What to work on
**1)** In the passage on getting clients to pay, what example figure is given for a partial payment?
**2)** Write out the part of the passage on getting clients to pay that opens with the words containing "Here’s the bad" and closes with "to get paid.".

Document section
If you hate your clients – if your close rates suck – paid discovery can change that. That’s what it did for me.
That was money I needed, because this was my first business – and my bank account was running on fumes.
Here’s the bad choice I made, and what you can do if it happens to you –
I did what most businesses do: I delivered to the customer- then sent an invoice, and waited. And waited… Followed up… Waited some more… And again… Until I realized I wasn’t going to get paid.
It’s the worst feeling.
THREE Things You Can Do Right Now to Get Your Client to Pay
If you’ve got clients that aren’t paying, it’s the worst feeling. You’ve done the work, they aren’t paying the bill … And you feel this pit in your stomach like you’ve been robbed. If it’s an ongoing client, feeling like you need to keep working for a deadbeat.
Here are three things you can do right now to get your client to pay:
1. Negotiate New Terms
If the client says they don’t have the cash to pay, your first move should be to negotiate terms.
This could mean agreeing to be paid in installments. If you do this, the key is to get it in writing so you have a paper trail if they stop paying the installments.
The second approach is to agree to take a partial payment – say 60% of the total amount owed. Get it in writing. It’s better to take something than nothing at all.
2. Send a Demand Letter
If the client won’t play ball on negotiated terms, the next escalation is sending a demand letter. This is a formal letter saying you expect payment by X date and will pursue legal action if the deadline isn’t met.
Hire a lawyer to draft and send the demand letter on their legal letterhead for maximum effect. The letter will outline the amount owed and date it was due. It provides written evidence you have formally notified the client and are owed the money.
I find with my clients who are going through this (before fixing it once and for all as I describe below) – sending a demand letter results in successfully collecting payment 30-50% of the time. Not great odds – but better than nothing.

Supplied records
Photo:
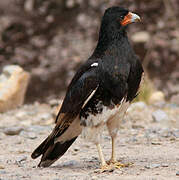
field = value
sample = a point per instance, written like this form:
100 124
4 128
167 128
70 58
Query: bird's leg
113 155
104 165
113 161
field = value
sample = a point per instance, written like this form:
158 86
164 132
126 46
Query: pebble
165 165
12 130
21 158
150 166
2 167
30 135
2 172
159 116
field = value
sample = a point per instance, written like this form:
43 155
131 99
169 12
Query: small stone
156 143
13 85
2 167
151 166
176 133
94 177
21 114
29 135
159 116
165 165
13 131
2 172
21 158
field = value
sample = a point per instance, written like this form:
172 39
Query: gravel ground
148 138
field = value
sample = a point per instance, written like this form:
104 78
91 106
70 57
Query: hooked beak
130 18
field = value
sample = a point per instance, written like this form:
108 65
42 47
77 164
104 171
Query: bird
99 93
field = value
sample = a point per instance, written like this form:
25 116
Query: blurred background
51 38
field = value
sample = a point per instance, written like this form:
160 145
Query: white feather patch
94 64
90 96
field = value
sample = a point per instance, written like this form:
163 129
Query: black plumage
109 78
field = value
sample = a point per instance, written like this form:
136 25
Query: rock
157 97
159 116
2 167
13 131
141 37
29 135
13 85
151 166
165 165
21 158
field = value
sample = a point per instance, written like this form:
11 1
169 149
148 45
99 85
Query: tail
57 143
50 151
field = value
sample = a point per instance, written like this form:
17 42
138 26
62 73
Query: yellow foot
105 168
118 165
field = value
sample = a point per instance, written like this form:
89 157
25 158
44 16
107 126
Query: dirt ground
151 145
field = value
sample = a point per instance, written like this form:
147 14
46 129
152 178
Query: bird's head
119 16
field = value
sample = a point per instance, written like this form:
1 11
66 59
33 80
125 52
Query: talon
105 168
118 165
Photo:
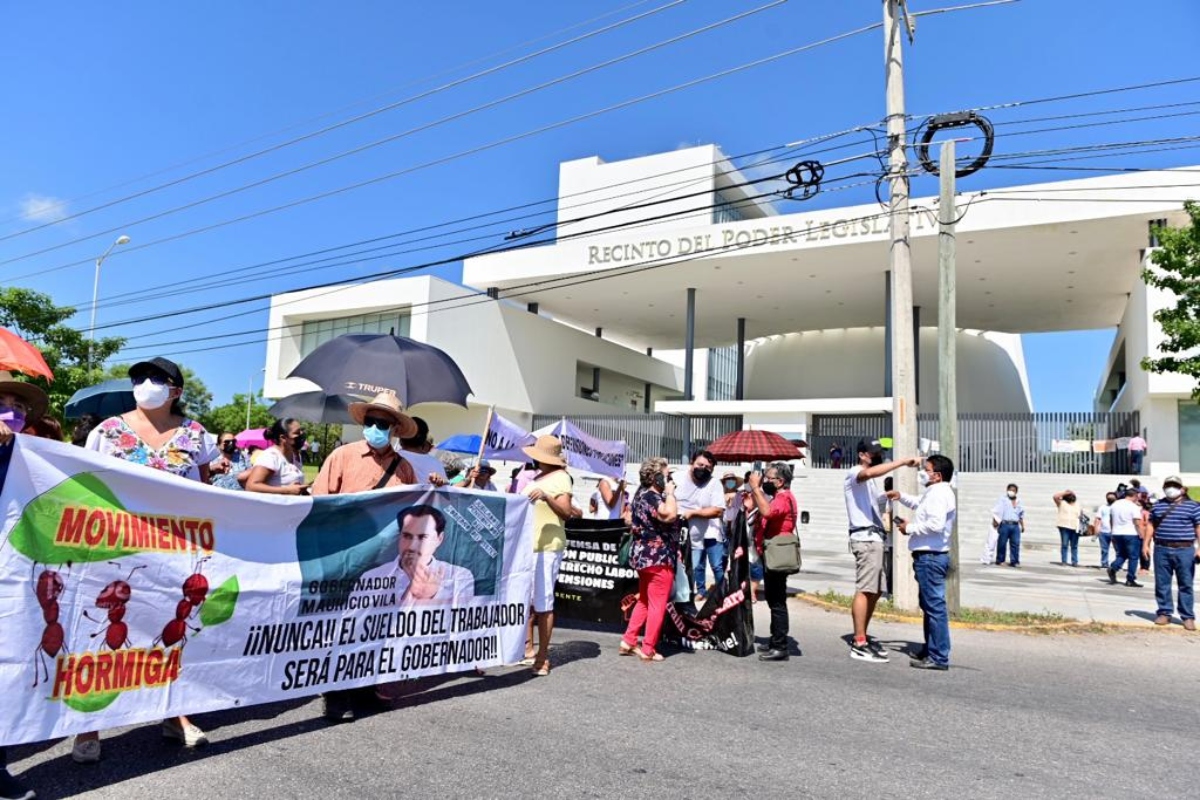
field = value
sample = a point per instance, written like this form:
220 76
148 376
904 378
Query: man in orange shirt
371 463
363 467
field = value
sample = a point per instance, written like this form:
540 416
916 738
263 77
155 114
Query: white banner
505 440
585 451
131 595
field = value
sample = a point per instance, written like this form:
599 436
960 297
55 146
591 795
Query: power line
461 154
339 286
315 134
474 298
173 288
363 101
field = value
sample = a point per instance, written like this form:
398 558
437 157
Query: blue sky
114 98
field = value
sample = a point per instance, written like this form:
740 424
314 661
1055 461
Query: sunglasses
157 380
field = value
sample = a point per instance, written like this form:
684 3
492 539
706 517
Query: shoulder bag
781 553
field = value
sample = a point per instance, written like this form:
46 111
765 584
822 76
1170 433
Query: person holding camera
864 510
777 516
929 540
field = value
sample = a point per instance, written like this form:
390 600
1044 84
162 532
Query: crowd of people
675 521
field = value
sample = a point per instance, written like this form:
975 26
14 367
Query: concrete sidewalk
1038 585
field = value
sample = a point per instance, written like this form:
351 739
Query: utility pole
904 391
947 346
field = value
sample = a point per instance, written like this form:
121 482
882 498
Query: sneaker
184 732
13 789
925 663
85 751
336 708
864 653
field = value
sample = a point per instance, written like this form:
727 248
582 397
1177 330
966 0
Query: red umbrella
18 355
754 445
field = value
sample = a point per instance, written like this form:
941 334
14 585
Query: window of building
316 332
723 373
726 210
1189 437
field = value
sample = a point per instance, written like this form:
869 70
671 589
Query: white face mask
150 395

--

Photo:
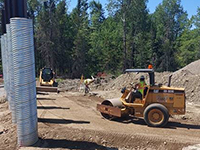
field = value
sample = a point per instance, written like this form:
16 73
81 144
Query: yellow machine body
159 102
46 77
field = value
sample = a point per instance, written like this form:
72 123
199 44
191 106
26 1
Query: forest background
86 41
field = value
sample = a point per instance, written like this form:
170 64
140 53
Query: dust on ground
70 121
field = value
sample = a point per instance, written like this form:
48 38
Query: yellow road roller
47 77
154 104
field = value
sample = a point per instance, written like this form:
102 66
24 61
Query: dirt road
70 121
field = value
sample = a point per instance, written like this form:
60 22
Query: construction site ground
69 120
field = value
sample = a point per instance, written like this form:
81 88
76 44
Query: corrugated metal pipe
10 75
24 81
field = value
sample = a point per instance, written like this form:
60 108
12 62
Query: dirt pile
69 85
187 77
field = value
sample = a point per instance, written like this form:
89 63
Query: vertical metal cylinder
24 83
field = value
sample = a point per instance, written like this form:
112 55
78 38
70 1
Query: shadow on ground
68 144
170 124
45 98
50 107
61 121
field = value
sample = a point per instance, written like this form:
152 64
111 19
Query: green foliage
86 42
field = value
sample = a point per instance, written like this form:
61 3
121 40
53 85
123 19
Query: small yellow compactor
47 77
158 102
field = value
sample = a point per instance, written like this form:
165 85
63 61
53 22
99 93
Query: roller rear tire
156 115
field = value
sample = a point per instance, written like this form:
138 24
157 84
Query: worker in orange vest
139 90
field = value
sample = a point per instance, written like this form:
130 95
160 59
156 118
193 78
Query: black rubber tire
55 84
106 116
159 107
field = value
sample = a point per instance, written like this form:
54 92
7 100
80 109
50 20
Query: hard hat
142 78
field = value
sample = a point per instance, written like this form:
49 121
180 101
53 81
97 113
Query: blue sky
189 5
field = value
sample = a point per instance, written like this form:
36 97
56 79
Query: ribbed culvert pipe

Answers below
**1)** 60% of the total amount owed.

**2)**
Here’s the bad choice I made, and what you can do if it happens to you –
I did what most businesses do: I delivered to the customer- then sent an invoice, and waited. And waited… Followed up… Waited some more… And again… Until I realized I wasn’t going to get paid.